**SOURCE TEXT**
>>
But if we want to delegate the work of generating diffs off to other people, so that Git can allow for syntax or semantics-aware diffing without having to personally wade into that quagmire (and perhaps also allowing language communities to support multiple source control systems, a bit like how it works with LSP), that might be an interesting thing to experiment with.

[+] saurik|4 years ago|reply
> I would maybe be interested in Git allowing you to plug in your own diff generators for different file types.

This is already supported.

[+] ffwacom|4 years ago|reply
> Not every programming language's grammar maps to an abstract syntax tree

Are there some examples of this?

[+] madmax96|4 years ago|reply
I disagree. Many engineers want to refactor across a sequence of small PRs, for example. Small PRs are a good thing, because they’re easier to understand. But today, Git makes this painful. Also, understanding how the meaning of code changes over time can help reduce bugs.

The solution will have to be pluggable. But I think it is possible, and there are sane things to do (e.g. fall back to vanilla git) when there are missing plugs.
<<
**RECORDED DATA**
>>
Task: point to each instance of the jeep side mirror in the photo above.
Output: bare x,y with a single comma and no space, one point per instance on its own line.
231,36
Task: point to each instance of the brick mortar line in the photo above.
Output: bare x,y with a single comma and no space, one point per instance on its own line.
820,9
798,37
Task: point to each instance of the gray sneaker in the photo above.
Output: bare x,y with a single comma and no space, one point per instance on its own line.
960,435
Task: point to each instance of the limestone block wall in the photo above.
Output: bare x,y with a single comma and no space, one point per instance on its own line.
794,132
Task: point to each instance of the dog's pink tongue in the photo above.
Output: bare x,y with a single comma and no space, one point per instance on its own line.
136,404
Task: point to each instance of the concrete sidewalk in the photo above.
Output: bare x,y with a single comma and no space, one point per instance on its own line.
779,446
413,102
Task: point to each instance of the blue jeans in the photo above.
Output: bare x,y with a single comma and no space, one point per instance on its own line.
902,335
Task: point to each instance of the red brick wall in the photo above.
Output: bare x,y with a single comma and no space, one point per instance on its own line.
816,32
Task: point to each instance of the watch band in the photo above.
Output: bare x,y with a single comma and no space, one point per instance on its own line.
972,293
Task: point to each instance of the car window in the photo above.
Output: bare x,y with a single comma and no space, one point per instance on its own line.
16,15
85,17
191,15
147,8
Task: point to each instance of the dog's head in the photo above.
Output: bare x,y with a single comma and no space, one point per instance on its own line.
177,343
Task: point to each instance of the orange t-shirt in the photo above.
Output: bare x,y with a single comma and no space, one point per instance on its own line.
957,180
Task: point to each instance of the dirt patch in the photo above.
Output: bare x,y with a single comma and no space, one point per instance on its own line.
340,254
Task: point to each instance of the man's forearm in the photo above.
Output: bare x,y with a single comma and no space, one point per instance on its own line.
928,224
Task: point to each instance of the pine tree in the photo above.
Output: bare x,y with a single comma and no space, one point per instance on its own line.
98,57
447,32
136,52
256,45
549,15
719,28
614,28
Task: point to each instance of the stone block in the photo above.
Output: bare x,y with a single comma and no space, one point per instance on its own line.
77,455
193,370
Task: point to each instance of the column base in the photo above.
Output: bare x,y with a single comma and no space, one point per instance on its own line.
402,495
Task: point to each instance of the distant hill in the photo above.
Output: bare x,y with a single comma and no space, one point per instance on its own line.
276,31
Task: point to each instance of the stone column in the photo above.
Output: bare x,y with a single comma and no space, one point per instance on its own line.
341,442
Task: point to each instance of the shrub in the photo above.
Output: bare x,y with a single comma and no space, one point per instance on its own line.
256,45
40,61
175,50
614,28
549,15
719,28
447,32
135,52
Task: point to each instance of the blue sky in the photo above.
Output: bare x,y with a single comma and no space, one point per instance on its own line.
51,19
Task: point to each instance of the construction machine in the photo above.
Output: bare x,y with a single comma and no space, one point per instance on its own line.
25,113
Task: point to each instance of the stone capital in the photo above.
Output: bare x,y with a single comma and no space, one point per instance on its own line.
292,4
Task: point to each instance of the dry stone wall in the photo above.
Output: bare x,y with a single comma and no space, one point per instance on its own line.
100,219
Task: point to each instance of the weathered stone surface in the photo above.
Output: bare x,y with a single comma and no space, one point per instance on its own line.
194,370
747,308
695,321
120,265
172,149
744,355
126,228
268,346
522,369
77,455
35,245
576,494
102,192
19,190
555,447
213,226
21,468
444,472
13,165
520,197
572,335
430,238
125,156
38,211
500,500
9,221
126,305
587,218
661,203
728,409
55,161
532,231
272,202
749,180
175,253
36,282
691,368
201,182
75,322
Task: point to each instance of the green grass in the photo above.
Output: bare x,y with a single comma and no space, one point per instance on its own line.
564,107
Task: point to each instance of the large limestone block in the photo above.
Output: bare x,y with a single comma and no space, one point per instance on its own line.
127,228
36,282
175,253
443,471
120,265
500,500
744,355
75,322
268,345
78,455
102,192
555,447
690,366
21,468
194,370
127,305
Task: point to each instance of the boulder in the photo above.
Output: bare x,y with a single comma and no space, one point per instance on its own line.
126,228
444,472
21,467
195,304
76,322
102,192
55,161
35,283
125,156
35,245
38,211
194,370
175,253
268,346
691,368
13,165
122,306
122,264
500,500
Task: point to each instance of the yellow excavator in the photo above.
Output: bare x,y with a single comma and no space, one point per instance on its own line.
<<
**TASK SET**
1) Identify each row that contains the string "column", matching case exactly, and copy those rows in full.
2) Extend the forum thread about Git diffing, picking up after its last sentence.
The forum thread about Git diffing and the rows are unrelated material.

**EXPECTED OUTPUTS**
1)
Task: point to each instance of the column base in the photo above.
Task: point to each instance of the stone column in the photo above.

2)
[+] ironmagma|4 years ago|reply
Not only that, but imagine you realize there is a bug in the parsing tool. Now you have to go back and re-parse the code, or otherwise just deal with a bad history forever. Suddenly you’re storing text again.
[+] afavour|4 years ago|reply
I do kind of love the idea of Git using ASTs instead of source code. It makes a ton of sense.

Even just in the immediate term I wish I could make Git(hub) tabs/2 spaces/4 spaces/whatever agnostic. Seems crazy to me that in 2021 we still have to make opinionated choices across orgs about what to use... why can't we pull the code down, view it in whatever setup we want, then commit a normalized version?

[whispers] this is actually something tabs allow you to do natively by setting custom tab widths in text editors but I've given up trying to sell people on tabs at this point and just want to be able to do my own thing

[+] williamdclt|4 years ago|reply
It's not that you're going too far, it's that you're not going far enough!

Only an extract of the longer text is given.